Add -101 to every bounding-box coordinate in the answers of the records below, and write out all of their lines again, requests included. Leave the pictures out.
------------------------------------------------------------------------
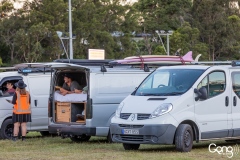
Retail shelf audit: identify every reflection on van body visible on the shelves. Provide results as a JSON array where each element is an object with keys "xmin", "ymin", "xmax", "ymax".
[{"xmin": 110, "ymin": 65, "xmax": 240, "ymax": 152}]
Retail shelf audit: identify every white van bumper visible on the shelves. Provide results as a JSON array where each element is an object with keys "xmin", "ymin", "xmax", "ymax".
[{"xmin": 110, "ymin": 123, "xmax": 176, "ymax": 144}]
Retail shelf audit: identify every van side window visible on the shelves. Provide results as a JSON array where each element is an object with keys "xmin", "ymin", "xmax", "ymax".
------------------------------------------------------------------------
**Answer to this exercise:**
Retail shelf audit: identify every reflection on van body visible on the shelves. Provide results as a JSON array where each element is an object with keys "xmin", "ymin", "xmax", "ymax".
[{"xmin": 9, "ymin": -36, "xmax": 139, "ymax": 51}]
Retail shelf audit: identify every white van bumper visible on the shelves. Provide results as a JSON array where each element is an object with keys "xmin", "ymin", "xmax", "ymax".
[{"xmin": 9, "ymin": 22, "xmax": 75, "ymax": 43}]
Retail shelf audit: identify every van side window visible on the shelves. Provide results as a JSON array where each element is an object with keys "xmin", "ymin", "xmax", "ymax".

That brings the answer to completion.